++++ SUPPLIED DATA
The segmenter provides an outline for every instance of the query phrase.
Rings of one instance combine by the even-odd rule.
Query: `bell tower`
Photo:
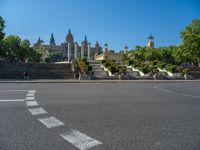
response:
[[[148,44],[147,44],[147,47],[149,47],[149,48],[154,48],[154,37],[153,37],[153,35],[151,34],[151,35],[148,37],[148,39],[149,39],[149,42],[148,42]]]
[[[51,38],[50,38],[50,43],[49,43],[49,44],[52,45],[52,46],[55,46],[55,45],[56,45],[55,39],[54,39],[54,37],[53,37],[53,33],[51,34]]]

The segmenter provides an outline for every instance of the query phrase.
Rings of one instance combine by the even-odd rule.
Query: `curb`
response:
[[[186,83],[200,80],[0,80],[0,83]]]

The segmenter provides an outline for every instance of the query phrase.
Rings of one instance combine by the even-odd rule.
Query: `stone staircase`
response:
[[[93,78],[94,79],[105,79],[108,77],[108,73],[101,68],[101,65],[98,63],[91,63]]]
[[[71,64],[0,63],[0,79],[23,79],[23,72],[30,79],[74,79]]]

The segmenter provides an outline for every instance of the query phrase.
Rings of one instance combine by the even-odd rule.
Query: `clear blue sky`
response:
[[[60,44],[70,28],[79,43],[87,35],[121,50],[146,45],[150,33],[156,47],[180,44],[180,32],[200,18],[200,0],[0,0],[0,15],[7,35],[32,44],[39,36],[49,43],[52,32]]]

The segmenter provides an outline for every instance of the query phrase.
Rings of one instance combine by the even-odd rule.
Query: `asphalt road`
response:
[[[1,83],[0,149],[199,150],[200,82]]]

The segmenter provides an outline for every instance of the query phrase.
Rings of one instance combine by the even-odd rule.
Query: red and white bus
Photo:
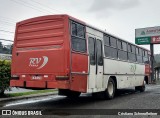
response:
[[[101,93],[149,82],[149,51],[69,15],[18,22],[12,53],[11,87],[57,88],[59,95]]]

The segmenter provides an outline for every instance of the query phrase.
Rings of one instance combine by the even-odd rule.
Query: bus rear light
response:
[[[48,75],[44,75],[44,78],[48,78]]]
[[[68,80],[69,76],[56,76],[56,80]]]
[[[26,75],[22,75],[21,77],[25,78],[25,77],[26,77]]]

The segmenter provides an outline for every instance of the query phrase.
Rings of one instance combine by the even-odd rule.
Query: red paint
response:
[[[87,92],[88,55],[72,52],[71,90]]]
[[[153,37],[151,37],[151,43],[153,43],[153,44],[160,44],[160,36],[153,36]]]
[[[149,64],[145,65],[145,74],[150,74],[150,65]]]
[[[87,75],[72,74],[71,90],[87,92]]]
[[[26,87],[46,88],[46,82],[44,82],[44,81],[26,81]]]
[[[72,52],[72,72],[88,73],[88,55]]]
[[[11,87],[24,87],[24,81],[22,80],[10,80]]]
[[[16,24],[11,73],[19,75],[19,80],[11,80],[10,86],[87,91],[88,55],[71,52],[70,19],[85,25],[68,15],[41,16]],[[85,75],[71,76],[72,72]],[[56,80],[56,76],[69,79]]]
[[[51,81],[51,82],[48,82],[47,84],[47,88],[58,88],[58,83],[56,81]]]

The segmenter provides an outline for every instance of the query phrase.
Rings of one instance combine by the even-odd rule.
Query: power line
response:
++++++++
— PROBLEM STATEMENT —
Transcribe all the lines above exactly, apart from the pictures.

— OUTPUT BELOW —
The segmenter provides an outline for every instance of the query phrase.
Rings of one instance combine by the even-odd rule.
Query: `bell tower`
Photo:
response:
[[[148,44],[147,44],[147,47],[149,47],[149,48],[154,48],[154,37],[153,37],[153,35],[151,34],[151,35],[148,37],[148,39],[149,39],[149,42],[148,42]]]
[[[51,38],[50,38],[50,43],[49,43],[49,44],[52,45],[52,46],[55,46],[55,45],[56,45],[55,39],[54,39],[54,37],[53,37],[53,33],[51,34]]]

The segmenter provides an outline for every instance of the query phrase.
Rings of one instance combine by the even-odd rule.
Query: `curb`
response:
[[[186,83],[200,80],[0,80],[0,83]]]

The segmenter provides an outline for every instance of the query phrase.
Rings of one instance combine by the even-odd rule.
Query: `stone staircase`
response:
[[[93,78],[94,79],[105,79],[108,77],[108,73],[101,68],[101,65],[98,63],[91,63]]]
[[[71,64],[0,63],[0,79],[23,79],[23,72],[30,79],[74,79]]]

The segmenter provides an outline for every instance of the query phrase.
Rings of one instance combine by the even-odd rule.
Query: `clear blue sky`
response:
[[[60,44],[70,28],[79,43],[87,35],[121,50],[146,45],[150,33],[156,47],[180,44],[180,32],[200,18],[200,0],[0,0],[0,15],[7,35],[32,44],[39,36],[49,43],[52,32]]]

The segmenter provides an outline for every instance of the query phrase.
Rings of one instance combine by the even-odd rule.
Query: `asphalt road`
response:
[[[1,83],[0,149],[199,150],[200,82]]]

The segmenter provides an outline for every instance of the query phrase.
Rings of one instance combine by the even-odd rule.
Query: red and white bus
Photo:
response:
[[[101,93],[149,82],[149,51],[69,15],[18,22],[12,53],[11,87],[57,88],[59,95]]]

The segmenter provides an outline for every instance of the query phrase.
Rings of one instance combine by the even-odd rule.
Query: bus rear light
response:
[[[48,75],[44,75],[44,78],[48,78]]]
[[[68,80],[69,76],[56,76],[56,80]]]
[[[26,75],[22,75],[21,77],[25,78],[25,77],[26,77]]]

The segmenter provides an outline for every instance of the query phrase.
Rings of one instance combine by the even-odd rule.
Query: red paint
response:
[[[87,92],[88,55],[72,52],[71,90]]]
[[[153,37],[151,37],[151,43],[153,43],[153,44],[160,44],[160,36],[153,36]]]
[[[149,64],[145,65],[145,74],[150,74],[150,65]]]
[[[87,75],[72,74],[71,90],[87,92]]]
[[[26,87],[46,88],[46,82],[44,82],[44,81],[26,81]]]
[[[72,52],[72,72],[88,73],[88,55]]]
[[[11,87],[24,87],[24,81],[22,80],[10,80]]]
[[[16,24],[11,73],[19,75],[19,80],[11,80],[10,86],[87,91],[88,55],[71,52],[70,19],[85,25],[68,15],[41,16]],[[85,75],[71,76],[72,72]],[[56,80],[56,76],[69,79]]]
[[[51,81],[51,82],[48,82],[47,84],[47,88],[58,88],[58,83],[56,81]]]

The segmenter provides an outline for every instance of the query phrase.
Rings of one instance combine by the even-odd rule.
Query: power line
response:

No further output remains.